**WHAT YOU HAVE TO DO**
Recast the items below as a Markdown table with the columns No. and Text, giving one numbered row per line and leaving out blank lines. Start at the line containing "Could you spot the cloud" and end at the last line of the items.

**INPUT DATA**
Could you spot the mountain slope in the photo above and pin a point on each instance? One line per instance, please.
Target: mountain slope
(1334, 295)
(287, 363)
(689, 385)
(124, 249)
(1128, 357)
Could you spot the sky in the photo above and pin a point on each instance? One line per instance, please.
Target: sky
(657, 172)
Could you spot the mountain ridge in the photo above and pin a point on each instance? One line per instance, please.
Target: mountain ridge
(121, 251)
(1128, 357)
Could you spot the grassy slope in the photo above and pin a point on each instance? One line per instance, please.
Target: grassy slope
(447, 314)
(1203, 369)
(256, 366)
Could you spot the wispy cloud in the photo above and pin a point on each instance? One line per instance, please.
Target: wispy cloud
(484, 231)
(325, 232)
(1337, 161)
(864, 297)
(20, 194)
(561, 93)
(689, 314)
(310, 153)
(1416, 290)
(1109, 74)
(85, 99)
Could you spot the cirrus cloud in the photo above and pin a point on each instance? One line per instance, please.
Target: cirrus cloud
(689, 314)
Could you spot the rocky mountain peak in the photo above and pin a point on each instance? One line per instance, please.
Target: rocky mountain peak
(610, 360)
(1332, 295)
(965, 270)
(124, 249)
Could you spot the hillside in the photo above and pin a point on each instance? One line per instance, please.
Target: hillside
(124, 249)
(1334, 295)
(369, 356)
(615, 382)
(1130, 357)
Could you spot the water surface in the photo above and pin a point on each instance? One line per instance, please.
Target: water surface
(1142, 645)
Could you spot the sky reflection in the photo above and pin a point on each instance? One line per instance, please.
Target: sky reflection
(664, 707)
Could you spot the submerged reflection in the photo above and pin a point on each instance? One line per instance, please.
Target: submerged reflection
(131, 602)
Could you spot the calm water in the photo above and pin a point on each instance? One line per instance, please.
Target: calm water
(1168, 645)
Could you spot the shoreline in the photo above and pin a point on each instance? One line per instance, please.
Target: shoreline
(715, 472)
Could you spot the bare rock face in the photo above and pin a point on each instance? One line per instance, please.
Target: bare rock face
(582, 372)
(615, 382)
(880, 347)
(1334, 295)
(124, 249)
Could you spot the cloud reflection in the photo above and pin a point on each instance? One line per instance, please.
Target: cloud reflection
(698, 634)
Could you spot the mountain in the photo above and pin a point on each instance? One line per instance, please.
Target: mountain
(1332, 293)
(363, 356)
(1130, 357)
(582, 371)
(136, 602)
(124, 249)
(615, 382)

**TASK ANSWER**
| No. | Text |
|---|---|
| 1 | Could you spot the cloud reflection in the photo above and pin a point on each instance? One line per instance, please. |
| 2 | Target: cloud reflection |
| 3 | (698, 634) |
| 4 | Could you spot the mountain in the photo above and pin a point on each instance? One line per instance, please. |
| 5 | Target: mountain |
| 6 | (1332, 293) |
| 7 | (363, 356) |
| 8 | (1130, 357) |
| 9 | (582, 371) |
| 10 | (136, 602) |
| 11 | (124, 249) |
| 12 | (615, 382) |